Return the lines beginning at the one that contains "Q: For the sky" and continuing to the end of the entries, including both ends, exactly as written and nothing else.

BEGIN Source records

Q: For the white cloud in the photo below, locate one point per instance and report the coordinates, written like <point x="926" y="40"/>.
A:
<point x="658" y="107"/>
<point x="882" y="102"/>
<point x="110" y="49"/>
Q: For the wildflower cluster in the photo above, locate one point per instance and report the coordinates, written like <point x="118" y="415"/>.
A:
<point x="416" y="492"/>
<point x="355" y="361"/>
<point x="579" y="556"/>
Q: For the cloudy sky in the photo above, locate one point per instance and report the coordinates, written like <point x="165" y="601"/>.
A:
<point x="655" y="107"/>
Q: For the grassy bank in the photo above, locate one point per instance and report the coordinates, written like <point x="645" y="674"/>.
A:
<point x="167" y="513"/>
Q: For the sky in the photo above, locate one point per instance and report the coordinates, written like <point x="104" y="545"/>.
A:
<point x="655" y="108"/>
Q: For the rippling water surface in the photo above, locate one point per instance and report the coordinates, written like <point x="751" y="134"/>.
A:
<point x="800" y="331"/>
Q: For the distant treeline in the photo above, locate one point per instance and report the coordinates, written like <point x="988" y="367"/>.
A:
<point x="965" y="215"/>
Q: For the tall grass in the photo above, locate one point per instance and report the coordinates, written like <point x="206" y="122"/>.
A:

END Source records

**Answer to this exercise:**
Q: For the sky in the photo above, locate one point per instance and report the coordinates, written like <point x="104" y="545"/>.
A:
<point x="655" y="108"/>
Q: For the rippling water surface in the photo above, locate one point per instance and report the coordinates, written like <point x="751" y="134"/>.
A:
<point x="800" y="331"/>
Q: For the distant treeline in the photo above, locate one point per instance and report the coordinates, written like <point x="988" y="367"/>.
A:
<point x="965" y="215"/>
Q: For the tall grass in the photo above, locate one point per instance and report the coordinates, written like <point x="206" y="122"/>.
A:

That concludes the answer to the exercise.